PAGE TEXT>
══════════

Min cost to walk 2D grid with free teleports #hard #dijkstra #dp

Intuition

Didn’t solved.

    // BFS?
    // A*
    // Dijkstra
    //
    // store individual k for each path
    //
    // moves only right-down,
    // can teleport backwards for some optimal paths
    //
    // we have to try all possible paths
    //
    // visited set is x,y,k
    //
    // to teleport we have to try all "lower" values
    //
    // 80*80=1600 or 10^3 can be O(n) scan for lowers?
    //
    // DP=DFS+cache? - no, we can visit twice with better value, so should be Dijkstra
    //
    // TLE
    //
    // TLE TLE TLE
    // TLE

To make Dijkstra work skip already done teleportations for each lower[k], where lower is indices of all sorted values.

The dp solution: do k layered relaxations of teleportations and walks right-bottom.

Approach

  • why in Dijkstra we can skip teleportations individually for each k?
  • why in Dp solution we updating by batches of equal values the minimum value so far?
  • why in Dp solution we sort descending and going from bigger to lower value and updating min(dp)?

Complexity

  • Time complexity: \(O(n^2klog(n))\) for Dijkstra and n^2k for DP

  • Space complexity: \(O(n^2k)\) for Dijkstra, n^2 for dp

Code

// 1505ms
    fun minCost(g: Array<IntArray>, k: Int): Int {
        val q = PriorityQueue<IntArray> { a,b -> a[3]-b[3] }
        val d = Array(g.size) { Array(g[0].size) { IntArray(k+1) {1 shl 30}}}
        val sorted = (0..<g.size*g[0].size).sortedBy {g[it/g[0].size][it%g[0].size]}
        q += intArrayOf(0, 0, k, 0); val lower = IntArray(k+1)

══════════

DATA>
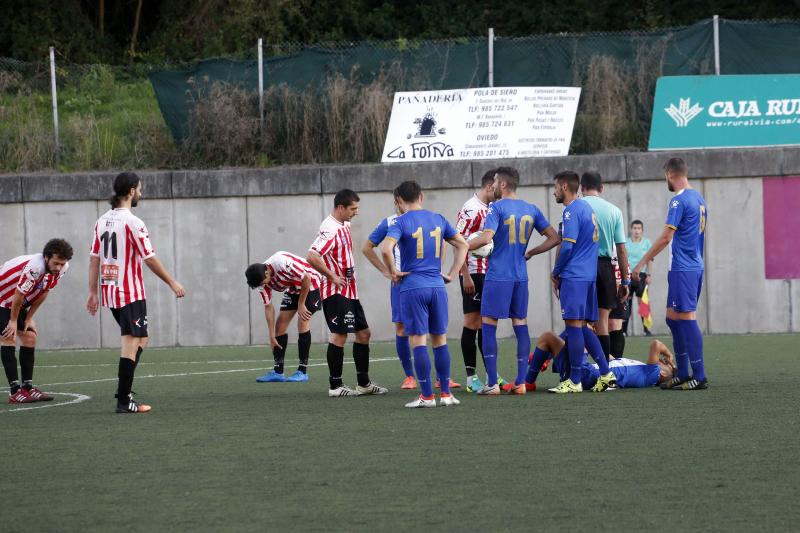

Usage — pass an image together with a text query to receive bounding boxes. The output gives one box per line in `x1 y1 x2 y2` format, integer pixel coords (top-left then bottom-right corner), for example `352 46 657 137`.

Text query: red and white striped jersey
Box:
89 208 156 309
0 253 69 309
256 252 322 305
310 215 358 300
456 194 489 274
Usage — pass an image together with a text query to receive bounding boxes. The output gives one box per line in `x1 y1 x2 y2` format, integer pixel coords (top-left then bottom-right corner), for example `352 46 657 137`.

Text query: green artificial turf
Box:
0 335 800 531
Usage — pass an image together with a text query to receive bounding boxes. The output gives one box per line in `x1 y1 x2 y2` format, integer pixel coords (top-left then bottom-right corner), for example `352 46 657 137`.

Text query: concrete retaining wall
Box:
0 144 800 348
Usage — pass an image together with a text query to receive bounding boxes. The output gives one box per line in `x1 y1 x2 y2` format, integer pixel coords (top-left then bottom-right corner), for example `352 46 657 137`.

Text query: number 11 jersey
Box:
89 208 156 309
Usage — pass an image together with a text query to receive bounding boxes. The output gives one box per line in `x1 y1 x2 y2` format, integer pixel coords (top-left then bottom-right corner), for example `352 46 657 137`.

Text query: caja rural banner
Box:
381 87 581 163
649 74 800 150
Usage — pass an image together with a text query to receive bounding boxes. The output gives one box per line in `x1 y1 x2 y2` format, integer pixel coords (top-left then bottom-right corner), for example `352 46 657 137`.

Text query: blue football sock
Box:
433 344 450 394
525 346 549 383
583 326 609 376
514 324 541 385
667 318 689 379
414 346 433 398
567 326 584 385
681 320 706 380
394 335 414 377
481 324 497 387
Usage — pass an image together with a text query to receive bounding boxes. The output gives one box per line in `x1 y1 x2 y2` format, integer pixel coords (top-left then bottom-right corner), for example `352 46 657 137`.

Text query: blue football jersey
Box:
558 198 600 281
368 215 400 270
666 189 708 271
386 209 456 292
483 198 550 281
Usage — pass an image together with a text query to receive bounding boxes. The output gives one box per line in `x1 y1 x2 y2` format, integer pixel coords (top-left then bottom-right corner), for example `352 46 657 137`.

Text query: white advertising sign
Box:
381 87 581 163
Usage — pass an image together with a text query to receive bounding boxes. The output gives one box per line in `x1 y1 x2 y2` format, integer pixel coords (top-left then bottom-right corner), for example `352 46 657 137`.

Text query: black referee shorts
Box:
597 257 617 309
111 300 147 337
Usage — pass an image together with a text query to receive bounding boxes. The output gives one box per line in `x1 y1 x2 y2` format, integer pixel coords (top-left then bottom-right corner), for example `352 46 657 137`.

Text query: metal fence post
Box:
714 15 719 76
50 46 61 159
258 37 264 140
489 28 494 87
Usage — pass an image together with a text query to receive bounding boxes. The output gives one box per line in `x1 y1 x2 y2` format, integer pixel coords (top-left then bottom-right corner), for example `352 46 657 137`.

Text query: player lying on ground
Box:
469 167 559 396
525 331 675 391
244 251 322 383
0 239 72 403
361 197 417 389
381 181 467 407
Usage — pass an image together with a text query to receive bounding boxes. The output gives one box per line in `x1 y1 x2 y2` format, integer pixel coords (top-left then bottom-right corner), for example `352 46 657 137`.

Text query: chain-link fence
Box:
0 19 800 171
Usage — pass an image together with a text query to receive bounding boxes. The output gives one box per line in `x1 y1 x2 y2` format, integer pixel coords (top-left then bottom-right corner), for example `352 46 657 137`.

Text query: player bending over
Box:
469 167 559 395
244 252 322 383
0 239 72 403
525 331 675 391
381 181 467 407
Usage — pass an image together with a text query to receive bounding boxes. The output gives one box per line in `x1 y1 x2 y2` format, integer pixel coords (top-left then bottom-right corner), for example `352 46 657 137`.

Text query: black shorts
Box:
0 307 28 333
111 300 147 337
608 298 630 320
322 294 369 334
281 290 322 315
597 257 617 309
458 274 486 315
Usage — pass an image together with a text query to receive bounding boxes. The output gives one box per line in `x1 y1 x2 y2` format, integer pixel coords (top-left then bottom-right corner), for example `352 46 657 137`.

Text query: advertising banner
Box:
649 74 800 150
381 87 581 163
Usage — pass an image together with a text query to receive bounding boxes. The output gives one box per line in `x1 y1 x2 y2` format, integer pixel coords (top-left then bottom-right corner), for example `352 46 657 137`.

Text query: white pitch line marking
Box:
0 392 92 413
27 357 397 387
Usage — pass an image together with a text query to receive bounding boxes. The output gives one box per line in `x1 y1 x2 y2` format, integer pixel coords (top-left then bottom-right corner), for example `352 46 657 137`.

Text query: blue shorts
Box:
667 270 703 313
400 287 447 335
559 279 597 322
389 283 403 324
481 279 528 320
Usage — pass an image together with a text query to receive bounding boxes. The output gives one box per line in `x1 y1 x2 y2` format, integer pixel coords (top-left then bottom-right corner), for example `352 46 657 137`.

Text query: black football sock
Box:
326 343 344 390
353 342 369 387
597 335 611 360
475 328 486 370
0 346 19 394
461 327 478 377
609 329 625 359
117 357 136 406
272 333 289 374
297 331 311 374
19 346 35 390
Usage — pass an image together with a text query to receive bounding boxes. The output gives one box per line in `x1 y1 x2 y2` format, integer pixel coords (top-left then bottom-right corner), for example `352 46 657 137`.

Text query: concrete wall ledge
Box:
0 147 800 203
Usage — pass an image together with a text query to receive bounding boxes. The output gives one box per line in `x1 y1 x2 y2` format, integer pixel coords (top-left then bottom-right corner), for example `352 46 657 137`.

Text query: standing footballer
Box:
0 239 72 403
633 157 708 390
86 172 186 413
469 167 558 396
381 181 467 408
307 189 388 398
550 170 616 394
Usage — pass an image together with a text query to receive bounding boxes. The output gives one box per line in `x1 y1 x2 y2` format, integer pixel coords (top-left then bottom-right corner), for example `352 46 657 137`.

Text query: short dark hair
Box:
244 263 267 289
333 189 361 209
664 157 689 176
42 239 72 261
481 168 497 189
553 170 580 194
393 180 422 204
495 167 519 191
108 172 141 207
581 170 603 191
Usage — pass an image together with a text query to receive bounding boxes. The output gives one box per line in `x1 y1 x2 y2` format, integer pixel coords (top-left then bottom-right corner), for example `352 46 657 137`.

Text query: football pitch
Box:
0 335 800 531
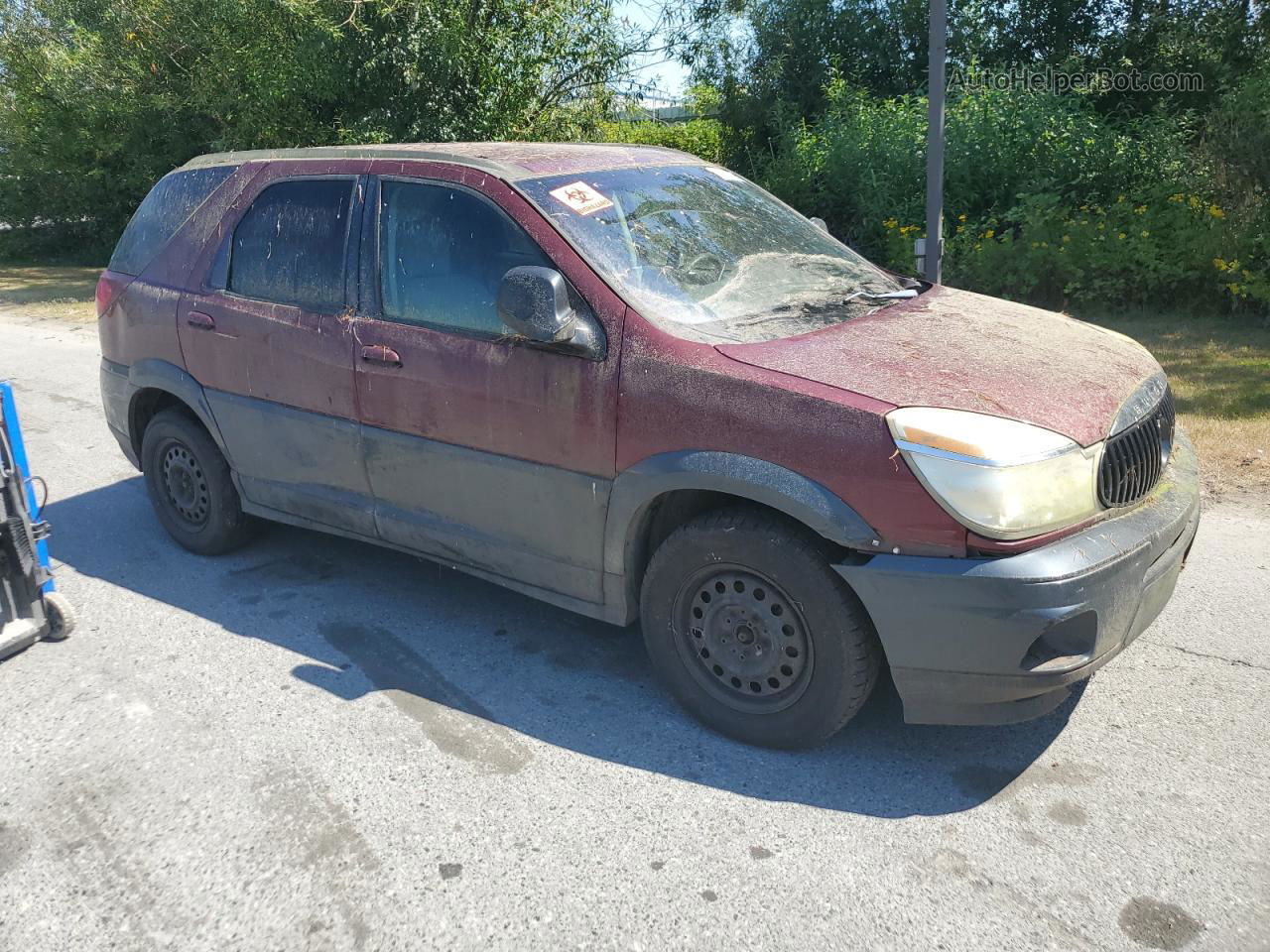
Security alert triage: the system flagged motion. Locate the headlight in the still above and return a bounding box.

══════════

OBJECTIVES>
1. What space complexity does the grid walking post give for the DP solution?
2. From the grid walking post, quote the part that opens with the words containing "The dp solution: do" and closes with "for each k?".

THE RESPONSES>
1. n^2

2.
The dp solution: do k layered relaxations of teleportations and walks right-bottom.

Approach

  • why in Dijkstra we can skip teleportations individually for each k?